── Material shown
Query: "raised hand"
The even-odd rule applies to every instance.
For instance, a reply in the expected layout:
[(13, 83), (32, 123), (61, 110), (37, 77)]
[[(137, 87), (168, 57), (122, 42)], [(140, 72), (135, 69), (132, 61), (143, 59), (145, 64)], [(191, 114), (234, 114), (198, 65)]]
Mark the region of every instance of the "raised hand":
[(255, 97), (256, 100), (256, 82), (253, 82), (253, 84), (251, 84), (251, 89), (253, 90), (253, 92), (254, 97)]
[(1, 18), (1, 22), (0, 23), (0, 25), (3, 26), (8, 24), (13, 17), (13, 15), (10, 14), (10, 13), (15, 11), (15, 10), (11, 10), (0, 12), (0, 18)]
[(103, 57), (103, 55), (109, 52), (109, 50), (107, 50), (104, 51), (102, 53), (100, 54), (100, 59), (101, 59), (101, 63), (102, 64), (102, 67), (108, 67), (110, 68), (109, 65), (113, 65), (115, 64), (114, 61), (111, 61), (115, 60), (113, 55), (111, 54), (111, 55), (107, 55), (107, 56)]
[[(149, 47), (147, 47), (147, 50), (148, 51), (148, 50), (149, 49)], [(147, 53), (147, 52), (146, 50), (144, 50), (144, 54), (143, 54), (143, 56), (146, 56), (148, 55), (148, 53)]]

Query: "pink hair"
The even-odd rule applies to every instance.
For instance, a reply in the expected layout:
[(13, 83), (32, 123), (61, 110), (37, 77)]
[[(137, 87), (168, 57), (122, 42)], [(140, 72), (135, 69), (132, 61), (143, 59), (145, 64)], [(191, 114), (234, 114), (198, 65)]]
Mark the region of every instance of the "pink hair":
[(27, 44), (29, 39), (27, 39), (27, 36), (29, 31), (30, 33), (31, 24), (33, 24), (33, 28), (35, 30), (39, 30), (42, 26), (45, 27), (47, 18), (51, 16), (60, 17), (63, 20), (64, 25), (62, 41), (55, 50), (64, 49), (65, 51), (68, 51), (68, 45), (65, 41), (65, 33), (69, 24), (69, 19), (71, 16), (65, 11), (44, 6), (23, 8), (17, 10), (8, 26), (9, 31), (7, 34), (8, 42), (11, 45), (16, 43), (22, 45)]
────
Lay out the lines above as a numbered list, omitting blank lines.

1. Query: "raised hand"
2. The even-odd rule applies to every instance.
3. For instance, a reply in the expected layout:
4. [(13, 83), (32, 123), (61, 110), (37, 77)]
5. [[(137, 87), (168, 57), (122, 42)], [(140, 72), (135, 69), (132, 61), (143, 59), (145, 64)], [(191, 114), (234, 114), (198, 65)]]
6. Mark the region of every instance of the "raised hand":
7. [(255, 97), (256, 100), (256, 82), (253, 82), (253, 84), (251, 84), (251, 89), (253, 90), (253, 92), (254, 97)]
8. [(1, 18), (1, 22), (0, 23), (0, 25), (3, 26), (8, 24), (13, 17), (13, 15), (10, 14), (10, 13), (15, 11), (15, 10), (11, 10), (0, 12), (0, 18)]
9. [(103, 57), (103, 55), (109, 52), (109, 50), (107, 50), (104, 51), (102, 53), (100, 54), (100, 59), (101, 59), (101, 63), (102, 64), (102, 67), (108, 67), (110, 68), (109, 65), (113, 65), (115, 64), (114, 61), (111, 61), (115, 60), (113, 55), (111, 54), (111, 55), (107, 55), (107, 56)]
10. [[(149, 47), (147, 47), (147, 50), (148, 51), (148, 50), (149, 49)], [(147, 53), (147, 52), (146, 50), (144, 50), (144, 54), (143, 54), (143, 56), (146, 56), (148, 55), (148, 53)]]
11. Query: "pink hair"
12. The even-odd rule applies to every instance.
13. For instance, a reply in the expected layout:
14. [(13, 83), (32, 123), (61, 110), (37, 77)]
15. [[(137, 87), (168, 57), (122, 42)], [(140, 72), (135, 69), (132, 61), (143, 59), (145, 64)], [(191, 114), (234, 114), (198, 65)]]
16. Mark the region of every instance of the "pink hair":
17. [(27, 44), (29, 39), (27, 39), (27, 36), (29, 31), (30, 33), (31, 24), (33, 24), (33, 28), (35, 30), (39, 30), (42, 26), (45, 27), (47, 18), (51, 16), (60, 17), (63, 20), (64, 25), (62, 41), (55, 50), (64, 49), (65, 51), (68, 51), (68, 45), (65, 41), (65, 33), (69, 24), (69, 19), (71, 16), (65, 11), (44, 6), (23, 8), (17, 10), (8, 26), (9, 31), (7, 34), (8, 42), (11, 45), (16, 43), (22, 45)]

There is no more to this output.